**Assignment:** Each line from the one that holds "For every instance of the arched doorway, the" to the end of the entries is to be given again exactly. Do not include pictures.

(Region pointing data)
------------------------------------------------------------
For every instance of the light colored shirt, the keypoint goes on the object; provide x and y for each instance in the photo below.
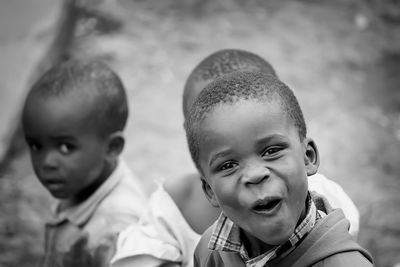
(83, 232)
(337, 198)
(162, 237)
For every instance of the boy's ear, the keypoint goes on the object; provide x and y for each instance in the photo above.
(116, 143)
(209, 193)
(311, 156)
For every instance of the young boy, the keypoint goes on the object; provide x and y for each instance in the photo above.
(186, 190)
(73, 121)
(248, 139)
(166, 232)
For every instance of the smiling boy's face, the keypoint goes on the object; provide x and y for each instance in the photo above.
(255, 168)
(67, 153)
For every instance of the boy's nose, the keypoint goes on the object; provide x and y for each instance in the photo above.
(255, 173)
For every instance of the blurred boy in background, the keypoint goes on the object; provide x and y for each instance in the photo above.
(73, 121)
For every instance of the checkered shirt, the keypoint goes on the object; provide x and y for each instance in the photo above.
(226, 237)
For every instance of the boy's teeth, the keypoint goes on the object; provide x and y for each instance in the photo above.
(268, 205)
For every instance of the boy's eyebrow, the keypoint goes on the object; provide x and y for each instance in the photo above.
(269, 138)
(62, 137)
(218, 155)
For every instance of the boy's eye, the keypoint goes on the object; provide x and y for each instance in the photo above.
(227, 166)
(33, 146)
(270, 151)
(65, 148)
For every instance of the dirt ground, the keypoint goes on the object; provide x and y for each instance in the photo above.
(342, 59)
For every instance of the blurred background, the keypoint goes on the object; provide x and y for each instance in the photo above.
(341, 57)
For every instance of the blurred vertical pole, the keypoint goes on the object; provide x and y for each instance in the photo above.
(57, 51)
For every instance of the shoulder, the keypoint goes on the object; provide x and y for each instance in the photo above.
(180, 189)
(349, 258)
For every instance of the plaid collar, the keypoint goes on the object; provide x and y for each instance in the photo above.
(226, 237)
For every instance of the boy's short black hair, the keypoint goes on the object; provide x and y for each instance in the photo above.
(223, 62)
(93, 79)
(234, 87)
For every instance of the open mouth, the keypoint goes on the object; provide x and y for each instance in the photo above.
(267, 205)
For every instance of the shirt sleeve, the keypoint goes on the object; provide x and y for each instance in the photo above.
(162, 235)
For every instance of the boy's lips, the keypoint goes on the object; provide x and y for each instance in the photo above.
(54, 183)
(267, 205)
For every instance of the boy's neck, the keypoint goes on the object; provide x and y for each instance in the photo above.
(253, 245)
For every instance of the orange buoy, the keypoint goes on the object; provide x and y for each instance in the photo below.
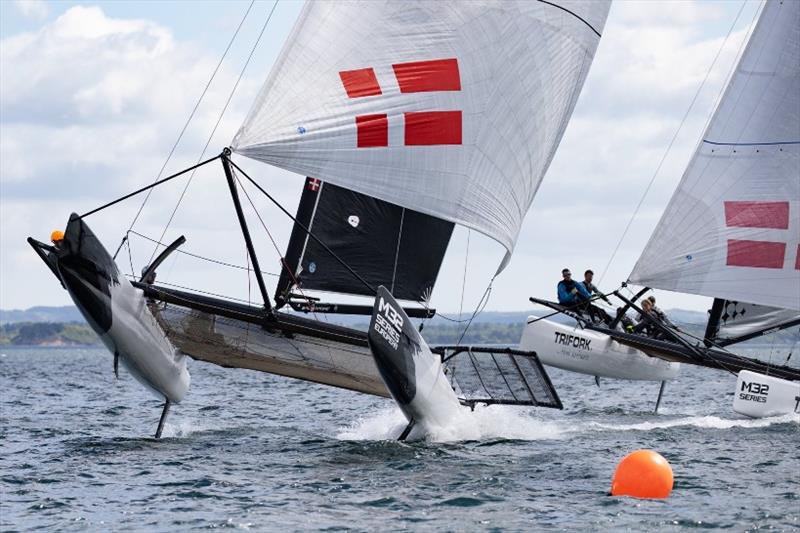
(642, 474)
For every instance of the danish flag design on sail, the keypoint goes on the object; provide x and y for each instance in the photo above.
(422, 128)
(759, 215)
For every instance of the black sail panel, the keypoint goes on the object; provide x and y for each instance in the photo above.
(384, 243)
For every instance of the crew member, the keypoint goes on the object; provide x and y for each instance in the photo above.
(588, 276)
(571, 293)
(594, 311)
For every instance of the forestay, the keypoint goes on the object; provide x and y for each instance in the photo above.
(732, 228)
(453, 109)
(379, 241)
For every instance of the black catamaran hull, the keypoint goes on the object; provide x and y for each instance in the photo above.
(234, 335)
(412, 374)
(116, 310)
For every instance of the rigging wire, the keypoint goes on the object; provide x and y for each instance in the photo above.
(478, 309)
(304, 227)
(669, 146)
(216, 125)
(152, 185)
(203, 258)
(186, 124)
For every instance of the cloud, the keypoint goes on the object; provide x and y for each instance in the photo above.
(93, 107)
(32, 9)
(96, 103)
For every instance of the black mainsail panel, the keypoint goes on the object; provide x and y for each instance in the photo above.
(732, 322)
(383, 243)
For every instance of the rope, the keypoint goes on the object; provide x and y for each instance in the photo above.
(186, 124)
(216, 125)
(203, 258)
(303, 226)
(277, 249)
(478, 309)
(669, 147)
(464, 279)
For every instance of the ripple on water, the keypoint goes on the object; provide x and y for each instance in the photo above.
(245, 450)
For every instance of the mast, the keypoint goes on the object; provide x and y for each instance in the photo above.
(460, 123)
(731, 228)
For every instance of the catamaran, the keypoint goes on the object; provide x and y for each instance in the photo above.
(730, 232)
(405, 119)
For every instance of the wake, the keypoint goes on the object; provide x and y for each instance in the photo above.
(504, 422)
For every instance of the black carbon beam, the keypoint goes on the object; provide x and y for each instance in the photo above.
(226, 163)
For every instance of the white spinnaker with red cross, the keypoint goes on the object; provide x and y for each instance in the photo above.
(732, 228)
(454, 109)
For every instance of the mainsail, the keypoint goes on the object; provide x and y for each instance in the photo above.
(732, 228)
(741, 319)
(379, 241)
(452, 109)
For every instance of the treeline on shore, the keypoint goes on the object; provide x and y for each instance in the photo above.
(48, 334)
(80, 334)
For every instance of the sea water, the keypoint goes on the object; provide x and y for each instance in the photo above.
(253, 451)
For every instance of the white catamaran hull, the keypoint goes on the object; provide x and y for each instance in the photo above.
(118, 312)
(414, 376)
(759, 396)
(592, 353)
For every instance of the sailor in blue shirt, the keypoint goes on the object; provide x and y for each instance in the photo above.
(570, 292)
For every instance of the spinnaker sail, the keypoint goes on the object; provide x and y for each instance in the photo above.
(452, 109)
(379, 241)
(732, 228)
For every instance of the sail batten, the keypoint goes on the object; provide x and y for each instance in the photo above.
(451, 109)
(732, 228)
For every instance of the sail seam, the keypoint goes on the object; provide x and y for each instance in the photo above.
(397, 250)
(776, 143)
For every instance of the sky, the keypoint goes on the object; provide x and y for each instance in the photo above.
(94, 95)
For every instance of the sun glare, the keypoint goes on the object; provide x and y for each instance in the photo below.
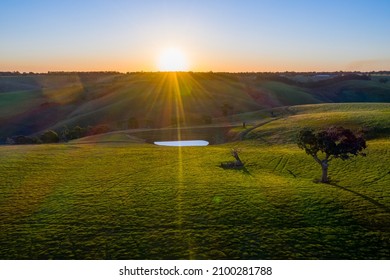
(172, 60)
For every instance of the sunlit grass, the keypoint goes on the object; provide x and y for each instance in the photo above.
(147, 202)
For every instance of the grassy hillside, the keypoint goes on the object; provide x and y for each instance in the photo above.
(31, 104)
(373, 118)
(114, 197)
(147, 202)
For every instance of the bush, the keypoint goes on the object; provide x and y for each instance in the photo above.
(50, 136)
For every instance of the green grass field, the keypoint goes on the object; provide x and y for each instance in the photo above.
(139, 201)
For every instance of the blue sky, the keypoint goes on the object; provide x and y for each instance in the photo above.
(242, 35)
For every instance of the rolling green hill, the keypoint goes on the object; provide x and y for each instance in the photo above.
(111, 196)
(30, 104)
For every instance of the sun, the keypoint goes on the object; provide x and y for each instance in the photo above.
(172, 59)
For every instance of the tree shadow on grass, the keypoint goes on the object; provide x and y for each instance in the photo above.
(365, 197)
(242, 169)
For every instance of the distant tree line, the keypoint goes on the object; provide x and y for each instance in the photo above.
(64, 135)
(312, 84)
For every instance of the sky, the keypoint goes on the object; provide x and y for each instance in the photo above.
(211, 35)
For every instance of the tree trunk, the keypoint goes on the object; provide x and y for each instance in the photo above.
(324, 166)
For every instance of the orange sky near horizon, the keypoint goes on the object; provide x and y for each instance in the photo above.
(219, 36)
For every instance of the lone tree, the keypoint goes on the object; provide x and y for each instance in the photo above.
(334, 142)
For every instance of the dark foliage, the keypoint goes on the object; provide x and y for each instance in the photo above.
(334, 142)
(50, 136)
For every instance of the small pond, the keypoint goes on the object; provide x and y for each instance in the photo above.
(182, 143)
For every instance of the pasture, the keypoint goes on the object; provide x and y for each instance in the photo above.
(139, 201)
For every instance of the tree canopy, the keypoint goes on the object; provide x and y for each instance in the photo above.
(333, 142)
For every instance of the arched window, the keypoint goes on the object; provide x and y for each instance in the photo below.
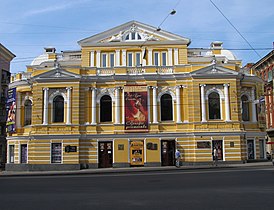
(245, 108)
(27, 112)
(214, 106)
(166, 107)
(58, 109)
(105, 109)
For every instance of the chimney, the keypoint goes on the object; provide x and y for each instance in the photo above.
(216, 47)
(51, 52)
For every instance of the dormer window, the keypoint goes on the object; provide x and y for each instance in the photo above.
(133, 36)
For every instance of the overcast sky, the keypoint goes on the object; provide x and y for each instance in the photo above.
(26, 27)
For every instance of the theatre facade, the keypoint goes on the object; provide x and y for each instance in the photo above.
(131, 96)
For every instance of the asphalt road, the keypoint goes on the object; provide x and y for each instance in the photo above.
(239, 188)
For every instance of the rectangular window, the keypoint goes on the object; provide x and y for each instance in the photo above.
(24, 153)
(111, 60)
(56, 153)
(138, 59)
(130, 59)
(156, 59)
(11, 151)
(104, 60)
(164, 58)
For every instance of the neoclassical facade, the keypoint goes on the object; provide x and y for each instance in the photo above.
(131, 96)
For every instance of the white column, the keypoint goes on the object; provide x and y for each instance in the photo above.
(170, 56)
(117, 58)
(150, 57)
(98, 58)
(124, 57)
(178, 103)
(18, 110)
(176, 56)
(203, 105)
(253, 105)
(117, 105)
(144, 61)
(148, 104)
(68, 105)
(46, 105)
(93, 106)
(123, 105)
(154, 104)
(227, 107)
(91, 58)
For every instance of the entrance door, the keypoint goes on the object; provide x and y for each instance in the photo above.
(250, 149)
(262, 149)
(105, 154)
(168, 153)
(218, 144)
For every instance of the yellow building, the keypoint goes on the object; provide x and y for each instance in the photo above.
(130, 97)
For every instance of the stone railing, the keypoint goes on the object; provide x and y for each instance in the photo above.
(165, 70)
(105, 71)
(136, 70)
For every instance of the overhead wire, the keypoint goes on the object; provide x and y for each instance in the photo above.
(234, 28)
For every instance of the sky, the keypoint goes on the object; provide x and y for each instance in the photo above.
(26, 27)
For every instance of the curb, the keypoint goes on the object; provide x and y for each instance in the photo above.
(127, 170)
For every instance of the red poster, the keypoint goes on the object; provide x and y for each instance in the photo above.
(136, 109)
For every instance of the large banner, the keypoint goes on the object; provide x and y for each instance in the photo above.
(136, 117)
(11, 110)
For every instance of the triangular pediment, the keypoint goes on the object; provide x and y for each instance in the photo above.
(57, 74)
(214, 71)
(132, 32)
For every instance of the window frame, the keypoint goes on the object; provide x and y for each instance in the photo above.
(130, 54)
(166, 109)
(245, 112)
(219, 114)
(164, 61)
(103, 110)
(154, 58)
(59, 155)
(27, 113)
(54, 111)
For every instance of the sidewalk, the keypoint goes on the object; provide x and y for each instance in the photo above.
(130, 169)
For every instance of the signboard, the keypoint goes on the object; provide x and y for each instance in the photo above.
(69, 148)
(203, 144)
(11, 110)
(136, 116)
(137, 153)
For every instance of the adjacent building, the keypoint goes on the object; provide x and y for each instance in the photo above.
(265, 67)
(131, 96)
(5, 58)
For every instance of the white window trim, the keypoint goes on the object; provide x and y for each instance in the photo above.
(159, 54)
(140, 58)
(132, 54)
(102, 60)
(173, 97)
(114, 63)
(62, 155)
(164, 52)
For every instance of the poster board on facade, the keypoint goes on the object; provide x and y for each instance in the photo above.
(136, 110)
(136, 153)
(11, 110)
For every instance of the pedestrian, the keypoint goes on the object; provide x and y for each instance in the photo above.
(215, 156)
(177, 158)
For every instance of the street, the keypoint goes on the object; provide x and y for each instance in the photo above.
(220, 188)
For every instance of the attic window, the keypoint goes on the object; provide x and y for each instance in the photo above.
(132, 36)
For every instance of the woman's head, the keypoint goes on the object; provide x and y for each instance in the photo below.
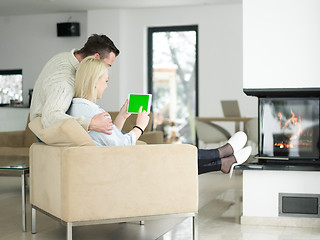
(91, 78)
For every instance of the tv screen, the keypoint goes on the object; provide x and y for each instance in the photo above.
(10, 86)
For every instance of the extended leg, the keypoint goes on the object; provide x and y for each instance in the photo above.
(33, 220)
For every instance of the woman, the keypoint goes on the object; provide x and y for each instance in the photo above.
(92, 80)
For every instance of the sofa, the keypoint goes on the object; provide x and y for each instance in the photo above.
(78, 183)
(16, 143)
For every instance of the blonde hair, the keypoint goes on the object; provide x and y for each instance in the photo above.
(89, 71)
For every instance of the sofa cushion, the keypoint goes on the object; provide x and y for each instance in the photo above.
(63, 133)
(28, 136)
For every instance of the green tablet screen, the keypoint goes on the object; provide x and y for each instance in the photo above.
(138, 100)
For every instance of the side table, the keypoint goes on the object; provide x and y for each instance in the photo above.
(17, 166)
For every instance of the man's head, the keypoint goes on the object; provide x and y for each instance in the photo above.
(101, 47)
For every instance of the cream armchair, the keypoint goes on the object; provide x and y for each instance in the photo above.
(79, 183)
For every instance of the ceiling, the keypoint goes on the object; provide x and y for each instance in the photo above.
(27, 7)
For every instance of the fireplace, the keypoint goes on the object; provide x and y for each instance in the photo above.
(288, 128)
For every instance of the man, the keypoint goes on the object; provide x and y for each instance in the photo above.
(54, 88)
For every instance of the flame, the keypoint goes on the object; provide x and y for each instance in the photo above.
(292, 121)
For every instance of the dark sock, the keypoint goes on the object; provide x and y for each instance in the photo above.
(225, 150)
(226, 163)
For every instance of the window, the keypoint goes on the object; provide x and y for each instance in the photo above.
(173, 81)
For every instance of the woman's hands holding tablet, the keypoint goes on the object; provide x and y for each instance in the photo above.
(142, 119)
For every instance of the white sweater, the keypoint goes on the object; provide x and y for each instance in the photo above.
(54, 90)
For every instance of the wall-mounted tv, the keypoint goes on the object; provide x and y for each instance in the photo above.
(10, 86)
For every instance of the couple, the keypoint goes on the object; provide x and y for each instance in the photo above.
(83, 74)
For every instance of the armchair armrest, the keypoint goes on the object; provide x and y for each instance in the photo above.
(116, 182)
(11, 139)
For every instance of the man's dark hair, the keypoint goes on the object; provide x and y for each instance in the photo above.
(98, 44)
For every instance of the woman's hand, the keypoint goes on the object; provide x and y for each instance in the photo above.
(142, 119)
(122, 115)
(124, 110)
(100, 123)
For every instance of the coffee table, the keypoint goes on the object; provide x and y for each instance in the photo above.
(17, 166)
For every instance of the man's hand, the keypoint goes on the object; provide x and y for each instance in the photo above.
(100, 123)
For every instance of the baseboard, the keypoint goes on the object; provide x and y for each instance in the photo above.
(281, 221)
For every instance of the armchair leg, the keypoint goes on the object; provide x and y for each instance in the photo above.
(69, 231)
(33, 220)
(195, 226)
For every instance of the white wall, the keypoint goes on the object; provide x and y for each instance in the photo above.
(281, 43)
(28, 42)
(220, 52)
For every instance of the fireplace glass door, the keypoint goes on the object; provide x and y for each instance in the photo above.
(289, 128)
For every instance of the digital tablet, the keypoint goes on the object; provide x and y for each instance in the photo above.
(138, 100)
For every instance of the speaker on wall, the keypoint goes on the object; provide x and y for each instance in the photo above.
(68, 29)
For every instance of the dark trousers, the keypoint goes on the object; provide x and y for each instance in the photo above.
(208, 161)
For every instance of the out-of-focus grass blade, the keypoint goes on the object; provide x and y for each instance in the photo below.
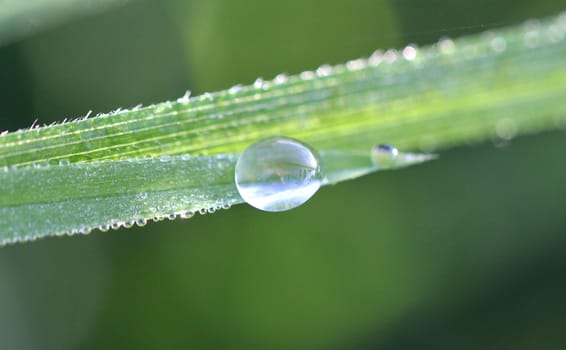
(22, 17)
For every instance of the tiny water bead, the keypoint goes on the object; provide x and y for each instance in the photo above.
(278, 174)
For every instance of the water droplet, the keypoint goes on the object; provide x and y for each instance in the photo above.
(141, 222)
(104, 228)
(277, 174)
(383, 154)
(258, 83)
(409, 52)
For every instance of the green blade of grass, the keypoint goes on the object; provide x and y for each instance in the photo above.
(493, 85)
(121, 193)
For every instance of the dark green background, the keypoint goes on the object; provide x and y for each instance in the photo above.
(466, 252)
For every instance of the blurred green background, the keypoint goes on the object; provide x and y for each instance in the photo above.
(465, 252)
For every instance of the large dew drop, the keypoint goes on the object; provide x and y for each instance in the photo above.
(278, 173)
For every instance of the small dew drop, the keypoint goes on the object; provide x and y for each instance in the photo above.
(390, 56)
(324, 70)
(376, 58)
(186, 214)
(128, 224)
(498, 44)
(141, 222)
(383, 154)
(409, 53)
(307, 75)
(355, 65)
(506, 129)
(278, 174)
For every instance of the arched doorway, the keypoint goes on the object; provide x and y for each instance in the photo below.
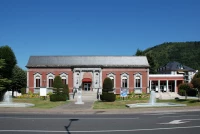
(87, 81)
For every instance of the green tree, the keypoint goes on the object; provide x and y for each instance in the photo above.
(152, 69)
(107, 85)
(58, 85)
(196, 84)
(66, 90)
(185, 87)
(8, 55)
(3, 81)
(107, 94)
(19, 79)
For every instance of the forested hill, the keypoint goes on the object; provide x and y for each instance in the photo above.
(187, 53)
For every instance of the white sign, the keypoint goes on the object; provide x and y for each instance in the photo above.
(175, 122)
(43, 91)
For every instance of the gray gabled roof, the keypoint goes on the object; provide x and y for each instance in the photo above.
(175, 66)
(87, 61)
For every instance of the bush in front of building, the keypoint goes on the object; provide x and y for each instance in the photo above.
(107, 85)
(59, 90)
(110, 97)
(192, 92)
(58, 85)
(66, 90)
(58, 97)
(107, 91)
(23, 90)
(184, 88)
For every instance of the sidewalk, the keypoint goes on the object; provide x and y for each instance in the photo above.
(86, 108)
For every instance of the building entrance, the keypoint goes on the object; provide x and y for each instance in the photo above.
(86, 86)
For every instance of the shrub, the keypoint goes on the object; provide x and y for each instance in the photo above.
(66, 91)
(23, 90)
(57, 85)
(192, 92)
(108, 97)
(184, 88)
(58, 97)
(107, 85)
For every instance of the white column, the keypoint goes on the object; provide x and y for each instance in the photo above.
(175, 86)
(93, 79)
(27, 87)
(100, 81)
(150, 86)
(167, 86)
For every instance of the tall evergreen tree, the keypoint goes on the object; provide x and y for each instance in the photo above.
(58, 85)
(3, 81)
(8, 55)
(18, 78)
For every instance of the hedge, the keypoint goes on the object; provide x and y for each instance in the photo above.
(108, 97)
(58, 97)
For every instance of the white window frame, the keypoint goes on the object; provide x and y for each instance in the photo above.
(125, 75)
(112, 75)
(50, 76)
(64, 76)
(37, 76)
(135, 77)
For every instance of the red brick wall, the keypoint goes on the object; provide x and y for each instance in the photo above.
(118, 72)
(44, 72)
(131, 73)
------------------------------------------------------------
**Task response:**
For every instance of the arched doorway, the keypoint goes on the object; provide x and y for each instance in the photo below.
(87, 81)
For every instance of the green tree, the keypoint goes on the object; provide x and y for each instance in the photo above.
(152, 69)
(107, 85)
(58, 85)
(196, 84)
(66, 90)
(185, 87)
(8, 55)
(3, 81)
(107, 94)
(19, 79)
For every instance of the forested hill, the keypoint goes on the object; provide x and y for each instance in the photo above.
(187, 53)
For every instance of the white sign, the keypoint goes on the object; provide x and y for each instance in the photo above.
(175, 122)
(43, 91)
For every instance of the gray gabled roof, the keypoint goes on the object; provide x and y for each instance in the photo above.
(175, 66)
(87, 61)
For every instance of the bush in front of building, the keypoint goes on the object; provide x and y for each instance in the photo above.
(107, 85)
(59, 90)
(110, 97)
(192, 92)
(58, 85)
(66, 90)
(58, 97)
(107, 91)
(23, 90)
(184, 88)
For every instance of the sidewalk, the keypoint goes on the object; provide x and y for each instance in the photo above.
(86, 108)
For every instance of the building entrance, the keypoint goes on the object; provide x and y for each instance in the photo above.
(86, 86)
For every instance of the shrub, the keypoint goes on the object; provide x and y for each instance in the photo above.
(66, 91)
(23, 90)
(57, 85)
(192, 92)
(108, 97)
(184, 88)
(58, 97)
(107, 85)
For every instance of the white column, the keypoint goes on the object; provide x and y for each instance in the photo above.
(175, 86)
(93, 79)
(27, 87)
(100, 81)
(150, 86)
(167, 86)
For every instance of the tall evergreen tree, the keypoint goes on the object; provide x and y for each instance in the photo above.
(58, 85)
(3, 81)
(8, 55)
(18, 78)
For every instance of the hedge, the keypoint goes on the object; provide x and y for each instance in the photo above.
(108, 97)
(58, 97)
For every instance of the white window frame, the keypoint goes on the object; provide x and y for each instance in the photo above.
(125, 75)
(112, 75)
(50, 76)
(64, 76)
(37, 76)
(135, 77)
For every instance of the red brick wall, the keypoint goes on the object; provide x and y for each instance in the photo above.
(118, 72)
(44, 72)
(131, 73)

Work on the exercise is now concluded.